-- Document --
□ □ □ □

On the other hand, another category of planning vehicles primarily appeals to donors based on their wealth rather than their age. Gifts of appreciated assets, charitable remainder trusts for a term of years, charitable lead trusts, gift annuities benefiting older loved ones, and other tools tend to be more attractive to those across the top of the matrix.
All of the vehicles we commonly refer to as “planned gifts” find a home in one or more of the matrix boxes, depending on the age and/or wealth of the donor.
Note that some planning tools, such as IRA rollovers, appear only in the C1 box because they are restricted to persons over the age of 70 because of legal restrictions and economic circumstances that make such gifts possible. Reports from the Partnership for Philanthropic Planning (formerly NCPG), for example, indicate that over 90% of IRA rollover gift income has come from distributions of $5,000 or more.
This brings us to the most conspicuous area of overlap between what many consider to be “planned gift” and “major gift” prospects.
What if one department is handling a segment of donors because they are wealthy and are “major donors” while another department is interested in the same group because they are older and are thus considered “planned giving” donors? In this case, a growing problem may loom ahead as major donors are increasingly found among the ranks of older, wealthy individuals who reside in the C1 category, where the greatest overlap between planned and major gifts tends to occur.
Instead of looking at the matrix from the outside, imagine you are a donor looking out at your organization and its fund development efforts from inside various boxes in the matrix. What does a person in the A1 box see? Is it different from what a person in the C3 box sees? Do they perceive your organization differently depending on their level of wealth and giving capacity and where they are in their life cycle? Should you communicate the same messages to them in the same way?

□ □ □ □

-- Problems to work on --
#1 Answer these from the planned-giving text, one line each:
(a) To donors in which part of the matrix do gifts of appreciated assets and charitable lead trusts tend to be more attractive?
(b) What was the former name of the Partnership for Philanthropic Planning?
(c) In which category does the greatest overlap between planned and major gifts tend to occur?
#2 Render this sentence from the planned-giving text in Spanish: "All of the vehicles we commonly refer to as “planned gifts” find a home in one or more of the matrix boxes, depending on the age and/or wealth of the donor."
#3 Reproduce the portion of the planned-giving text between "On the other" and "of the donor.", inclusive.

□ □ □ □

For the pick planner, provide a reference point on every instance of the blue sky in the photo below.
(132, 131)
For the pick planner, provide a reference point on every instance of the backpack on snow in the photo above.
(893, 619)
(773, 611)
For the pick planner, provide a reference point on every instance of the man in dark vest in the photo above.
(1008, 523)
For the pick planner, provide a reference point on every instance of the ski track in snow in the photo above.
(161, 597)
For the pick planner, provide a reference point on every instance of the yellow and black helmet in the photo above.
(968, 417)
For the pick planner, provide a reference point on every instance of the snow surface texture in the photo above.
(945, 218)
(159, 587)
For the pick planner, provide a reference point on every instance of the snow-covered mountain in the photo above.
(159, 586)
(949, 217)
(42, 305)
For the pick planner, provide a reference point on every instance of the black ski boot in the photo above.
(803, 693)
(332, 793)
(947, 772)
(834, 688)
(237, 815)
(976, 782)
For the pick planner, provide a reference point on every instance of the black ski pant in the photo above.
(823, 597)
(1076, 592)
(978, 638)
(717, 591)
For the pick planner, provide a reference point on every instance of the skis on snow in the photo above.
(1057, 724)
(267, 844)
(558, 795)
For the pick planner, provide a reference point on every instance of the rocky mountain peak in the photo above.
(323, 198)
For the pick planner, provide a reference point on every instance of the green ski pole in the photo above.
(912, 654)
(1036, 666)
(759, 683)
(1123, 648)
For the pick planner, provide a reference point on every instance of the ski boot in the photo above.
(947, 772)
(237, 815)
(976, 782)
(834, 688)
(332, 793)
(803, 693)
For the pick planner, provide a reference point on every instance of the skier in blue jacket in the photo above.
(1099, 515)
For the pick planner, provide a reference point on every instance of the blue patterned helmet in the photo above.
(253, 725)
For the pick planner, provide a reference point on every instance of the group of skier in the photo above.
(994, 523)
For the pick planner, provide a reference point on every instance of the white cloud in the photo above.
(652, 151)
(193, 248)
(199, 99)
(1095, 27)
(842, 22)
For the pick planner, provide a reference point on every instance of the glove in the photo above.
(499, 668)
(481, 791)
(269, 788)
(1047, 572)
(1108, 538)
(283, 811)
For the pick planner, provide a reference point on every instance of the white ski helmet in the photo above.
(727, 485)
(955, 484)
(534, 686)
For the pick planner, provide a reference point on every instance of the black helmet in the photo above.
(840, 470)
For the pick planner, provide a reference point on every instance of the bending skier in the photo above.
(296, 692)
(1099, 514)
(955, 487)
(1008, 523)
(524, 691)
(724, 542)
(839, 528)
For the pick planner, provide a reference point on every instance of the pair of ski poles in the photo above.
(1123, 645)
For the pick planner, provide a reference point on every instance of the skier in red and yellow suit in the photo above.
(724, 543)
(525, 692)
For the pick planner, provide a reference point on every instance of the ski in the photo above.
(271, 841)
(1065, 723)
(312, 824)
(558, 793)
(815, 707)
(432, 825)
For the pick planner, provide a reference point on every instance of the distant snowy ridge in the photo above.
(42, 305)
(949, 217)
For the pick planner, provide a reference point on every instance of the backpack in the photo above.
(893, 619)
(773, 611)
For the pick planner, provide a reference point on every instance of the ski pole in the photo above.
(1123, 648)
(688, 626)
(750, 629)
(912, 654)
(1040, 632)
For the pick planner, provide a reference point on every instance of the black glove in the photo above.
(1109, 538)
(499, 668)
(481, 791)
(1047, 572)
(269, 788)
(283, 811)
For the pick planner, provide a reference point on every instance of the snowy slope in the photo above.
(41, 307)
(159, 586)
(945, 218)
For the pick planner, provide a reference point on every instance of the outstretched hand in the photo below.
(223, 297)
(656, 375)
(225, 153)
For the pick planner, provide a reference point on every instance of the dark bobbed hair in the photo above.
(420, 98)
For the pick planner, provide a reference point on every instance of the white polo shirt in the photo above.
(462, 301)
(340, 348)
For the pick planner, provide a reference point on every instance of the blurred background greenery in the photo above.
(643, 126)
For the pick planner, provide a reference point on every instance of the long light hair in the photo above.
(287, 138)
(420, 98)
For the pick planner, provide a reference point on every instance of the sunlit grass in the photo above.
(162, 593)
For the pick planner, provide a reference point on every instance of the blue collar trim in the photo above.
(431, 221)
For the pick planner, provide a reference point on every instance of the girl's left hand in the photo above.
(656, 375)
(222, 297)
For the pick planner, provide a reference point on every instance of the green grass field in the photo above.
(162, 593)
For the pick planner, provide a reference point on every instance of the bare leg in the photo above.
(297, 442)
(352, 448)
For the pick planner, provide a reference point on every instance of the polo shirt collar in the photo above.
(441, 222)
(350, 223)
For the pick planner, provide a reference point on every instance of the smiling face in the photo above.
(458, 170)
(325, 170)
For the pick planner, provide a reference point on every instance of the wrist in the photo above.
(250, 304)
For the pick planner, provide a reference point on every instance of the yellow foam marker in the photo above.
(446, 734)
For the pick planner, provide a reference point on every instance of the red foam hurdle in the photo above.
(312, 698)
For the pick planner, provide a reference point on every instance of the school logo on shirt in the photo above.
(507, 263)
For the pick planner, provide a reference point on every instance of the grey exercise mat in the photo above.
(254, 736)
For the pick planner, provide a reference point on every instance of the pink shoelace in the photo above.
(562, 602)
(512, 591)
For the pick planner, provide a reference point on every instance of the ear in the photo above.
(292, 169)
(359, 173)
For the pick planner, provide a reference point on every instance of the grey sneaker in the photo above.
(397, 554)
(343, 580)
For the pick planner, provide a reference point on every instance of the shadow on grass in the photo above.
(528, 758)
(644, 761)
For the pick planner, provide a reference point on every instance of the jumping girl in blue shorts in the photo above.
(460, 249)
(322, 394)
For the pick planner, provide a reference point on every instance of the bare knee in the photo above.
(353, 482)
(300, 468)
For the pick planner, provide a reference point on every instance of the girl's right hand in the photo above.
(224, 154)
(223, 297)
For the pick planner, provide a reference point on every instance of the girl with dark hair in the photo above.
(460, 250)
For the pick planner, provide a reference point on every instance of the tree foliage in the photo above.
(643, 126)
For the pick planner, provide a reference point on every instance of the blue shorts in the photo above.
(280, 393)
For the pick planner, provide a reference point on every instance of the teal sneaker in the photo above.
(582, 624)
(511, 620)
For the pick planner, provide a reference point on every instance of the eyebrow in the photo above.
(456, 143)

□ □ □ □

-- Answers for the tasks --
#1
(a) Those across the top of the matrix
(b) NCPG
(c) The C1 category

#2 Todos los instrumentos que solemos denominar «donaciones planificadas» tienen cabida en una o más de las casillas de la matriz, según la edad y/o el patrimonio del donante.

#3
On the other hand, another category of planning vehicles primarily appeals to donors based on their wealth rather than their age. Gifts of appreciated assets, charitable remainder trusts for a term of years, charitable lead trusts, gift annuities benefiting older loved ones, and other tools tend to be more attractive to those across the top of the matrix.
All of the vehicles we commonly refer to as “planned gifts” find a home in one or more of the matrix boxes, depending on the age and/or wealth of the donor.